__Passage given__
»»
Mar 21, 2023 - Climate

Millions of gallons of gasoline spilled from a pipeline in the Charlotte area, and it’s still being cleaned up

The site where the Colonial Pipeline spill occurred. Photo: Danielle Chemtob/Axios

Almost three years after millions of gallons of gasoline leaked from an oil pipeline in Huntersville, officials are still trying to figure out how to clean it up safely.

Catch up quick: Two teenagers riding ATVs in the Oehler Nature Preserve discovered the leak. Colonial Pipeline has said it began 18 days before that.

  • Originally, officials said the spill discovered in August 2020 was 63,000 gallons. But last July, the company disclosed that figure was approximately 2 million gallons — more than 30 times the original estimate.
  • As of the end of 2022, Colonial has recovered 85% of the gasoline, according to company spokesperson David Conti.

Why it matters: An environmental catastrophe took place in our backyard, and it has mostly flown under the radar. With the revised estimates, it’s the largest gasoline leak from a pipeline spill in the U.S. on record, per E&E News.

  • The Colonial Pipeline stretches from Texas to New York, supplying fuel for much of the East Coast. Incidents like the Huntersville spill reveal the risks fossil fuel infrastructure pose.
  • The spill hasn’t galvanized public attention the way other environmental disasters have.

Driving the news: Colonial Pipeline is asking the state for permission to build a plant to treat contaminated groundwater from the spill and release it into a nearby creek, which is part of the Yadkin-Pee Dee River basin and flows into the Rocky River.

  • The move raises concern among community members and environmental advocates about water quality, and which standards will be used to measure pollutants in the water that is released.
  • The North Carolina Department of Environmental Quality, the state’s environmental regulator, held a hearing on the company’s permit for the facility on Thursday.

What they’re saying: Colonial says the facility is critical to its efforts to prevent contaminated groundwater from spreading. It will bring hundreds of gallons of water to the surface per minute to be treated, Meg Blackwood, director of right-of-way, land management and public affairs for Colonial Pipeline, said at the hearing.

“Our proposal allows us to safely and efficiently manage the water in the most environmentally responsible manner with the least impact to our neighbors,” she said. Blackwood says continuous testing of water before it is discharged into the creek will be “stringent.”

Yes, but: The Yadkin Riverkeeper and Catawba Riverkeeper Foundation, along with the Southern Environmental Law Center, are concerned about the impacts of pollution from the discharge.

  • They pressed the state to require lower levels of pollutants in the water. They also want NCDEQ to require Colonial disclose if harmful PFAS, or “forever chemicals,” are present in the discharged water, and apply appropriate limits if necessary.
««
__Work instructions__
1. Answer these questions from the article on the Huntersville gasoline spill:
(a) Who discovered the leak, and where?
(b) What share of the gasoline had Colonial recovered by the end of 2022?
(c) Which state agency held a hearing on Colonial's permit for the treatment facility?
2. Carry on the article on the Huntersville gasoline spill, starting after its last sentence.

__Recorded information__
»»
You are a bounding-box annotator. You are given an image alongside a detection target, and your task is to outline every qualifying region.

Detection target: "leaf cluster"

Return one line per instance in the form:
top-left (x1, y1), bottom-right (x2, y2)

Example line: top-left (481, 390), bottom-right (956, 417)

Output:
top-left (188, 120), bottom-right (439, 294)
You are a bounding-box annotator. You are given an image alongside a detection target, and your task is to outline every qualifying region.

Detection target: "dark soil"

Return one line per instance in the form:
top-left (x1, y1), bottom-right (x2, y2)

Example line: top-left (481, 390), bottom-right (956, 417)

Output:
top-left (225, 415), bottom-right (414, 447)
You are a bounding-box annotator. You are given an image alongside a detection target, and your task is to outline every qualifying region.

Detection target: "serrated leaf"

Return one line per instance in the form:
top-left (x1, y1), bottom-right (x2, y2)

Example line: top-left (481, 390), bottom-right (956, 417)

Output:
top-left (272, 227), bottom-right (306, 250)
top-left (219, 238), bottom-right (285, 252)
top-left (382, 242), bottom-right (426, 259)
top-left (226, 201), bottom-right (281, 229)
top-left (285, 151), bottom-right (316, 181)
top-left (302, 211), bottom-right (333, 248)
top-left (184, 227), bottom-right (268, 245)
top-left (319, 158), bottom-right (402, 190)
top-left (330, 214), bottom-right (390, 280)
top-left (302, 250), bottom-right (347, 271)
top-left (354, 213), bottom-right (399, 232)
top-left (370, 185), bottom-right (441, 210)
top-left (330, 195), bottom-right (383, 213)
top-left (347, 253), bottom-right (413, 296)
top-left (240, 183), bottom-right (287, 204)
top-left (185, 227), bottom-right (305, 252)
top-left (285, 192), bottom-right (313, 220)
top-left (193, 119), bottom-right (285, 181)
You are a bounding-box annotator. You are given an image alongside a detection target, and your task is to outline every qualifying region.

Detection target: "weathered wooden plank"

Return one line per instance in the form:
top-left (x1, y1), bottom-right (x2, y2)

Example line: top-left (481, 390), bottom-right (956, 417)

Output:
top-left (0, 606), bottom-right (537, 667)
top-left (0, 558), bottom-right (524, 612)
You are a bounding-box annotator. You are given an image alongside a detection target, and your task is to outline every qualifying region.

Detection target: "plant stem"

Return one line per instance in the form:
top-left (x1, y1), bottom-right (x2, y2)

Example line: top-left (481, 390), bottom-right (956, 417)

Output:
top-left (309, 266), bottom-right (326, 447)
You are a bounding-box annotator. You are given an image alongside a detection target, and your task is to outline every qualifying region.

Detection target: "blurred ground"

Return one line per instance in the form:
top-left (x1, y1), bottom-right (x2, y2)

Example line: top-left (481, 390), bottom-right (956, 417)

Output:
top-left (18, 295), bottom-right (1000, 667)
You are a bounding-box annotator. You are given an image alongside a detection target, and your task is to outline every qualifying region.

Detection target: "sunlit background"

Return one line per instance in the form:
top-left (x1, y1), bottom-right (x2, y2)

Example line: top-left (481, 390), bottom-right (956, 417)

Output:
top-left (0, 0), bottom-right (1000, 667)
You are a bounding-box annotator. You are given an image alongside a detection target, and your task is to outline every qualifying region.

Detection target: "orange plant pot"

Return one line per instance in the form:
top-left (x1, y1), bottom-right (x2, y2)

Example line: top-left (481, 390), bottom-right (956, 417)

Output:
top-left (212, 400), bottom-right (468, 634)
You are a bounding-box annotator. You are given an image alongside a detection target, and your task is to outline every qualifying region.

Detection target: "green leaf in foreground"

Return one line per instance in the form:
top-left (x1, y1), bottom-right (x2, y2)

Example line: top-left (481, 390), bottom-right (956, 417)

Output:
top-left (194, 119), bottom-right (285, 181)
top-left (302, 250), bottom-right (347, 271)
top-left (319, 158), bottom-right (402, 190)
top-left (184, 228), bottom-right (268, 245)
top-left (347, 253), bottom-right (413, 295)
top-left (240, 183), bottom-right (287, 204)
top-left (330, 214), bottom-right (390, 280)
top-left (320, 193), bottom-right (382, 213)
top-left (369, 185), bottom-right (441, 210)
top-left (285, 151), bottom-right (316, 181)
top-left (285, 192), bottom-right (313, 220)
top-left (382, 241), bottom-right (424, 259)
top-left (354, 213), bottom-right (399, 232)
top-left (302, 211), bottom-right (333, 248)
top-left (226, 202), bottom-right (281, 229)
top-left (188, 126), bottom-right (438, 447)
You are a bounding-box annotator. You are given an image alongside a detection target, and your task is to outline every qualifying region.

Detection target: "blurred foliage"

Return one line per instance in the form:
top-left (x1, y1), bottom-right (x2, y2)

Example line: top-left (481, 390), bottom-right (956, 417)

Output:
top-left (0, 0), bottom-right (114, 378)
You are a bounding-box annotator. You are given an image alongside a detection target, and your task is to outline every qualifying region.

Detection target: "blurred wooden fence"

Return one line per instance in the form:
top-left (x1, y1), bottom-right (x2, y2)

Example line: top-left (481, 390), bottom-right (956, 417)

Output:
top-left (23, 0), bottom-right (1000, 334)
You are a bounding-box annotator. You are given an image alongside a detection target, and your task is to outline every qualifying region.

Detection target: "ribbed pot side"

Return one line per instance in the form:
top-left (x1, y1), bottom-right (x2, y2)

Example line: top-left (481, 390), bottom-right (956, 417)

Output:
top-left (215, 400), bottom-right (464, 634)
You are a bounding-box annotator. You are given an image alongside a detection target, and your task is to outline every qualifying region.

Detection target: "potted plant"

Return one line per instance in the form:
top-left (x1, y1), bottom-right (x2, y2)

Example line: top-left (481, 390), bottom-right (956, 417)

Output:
««
__Responses per task__
1.
(a) Two teenagers riding ATVs discovered it in the Oehler Nature Preserve.
(b) 85%.
(c) The North Carolina Department of Environmental Quality.

2.
  • For instance, Yadkin Riverkeeper Edgar Miller tells Axios that the limit for benzene, a carcinogen in gasoline, is higher in the state’s draft permit than the EPA’s recommended technology-based standard for benzene in the waterway, the North Prong Clark Creek.

The other side: The restrictions set in the permit are state water quality standards approved by the EPA, says Julie Grzyb, deputy director of the Division of Water Resources with NCDEQ.

  • She said in this case, there is not an industry-specific federal standard, like there would be for a chemical facility, for example. The state has the ability to set a stricter limit based on what the best available technology can achieve.
  • In a follow-up email, NCDEQ spokeswoman Anna Gurney said the division is reviewing groundwater well data to determine whether PFAS sampling should be added to the permit.

The big picture: Pipeline safety is regulated by the Pipeline and Hazardous Materials Safety Administration, a federal agency. But the spill exposed weaknesses in the detection of spills, E&E News reported.

  • State Sen. Natasha Marcus, who represents the area, filed a bill that would give NCDEQ the authority to study and provide recommendations to the General Assembly on the condition, safety and environmental impact of pipelines carrying petroleum products through the state.
  • Marcus tells Axios that Colonial hasn’t been communicating many updates to residents who live near the spill site. “They feel like they’ve been left in the dark a lot,” she says.

Context: In July, a Mecklenburg County judge approved a state order that fined Colonial nearly $5 million and required it to take remedial actions including conducting quarterly sampling for PFAS and submitting a corrective action plan.

Mecklenburg County Commissioner Leigh Altman speaks at the NCDEQ hearing. Photo: Danielle Chemtob/Axios

But many say that isn’t enough to compensate for the harm the spill caused.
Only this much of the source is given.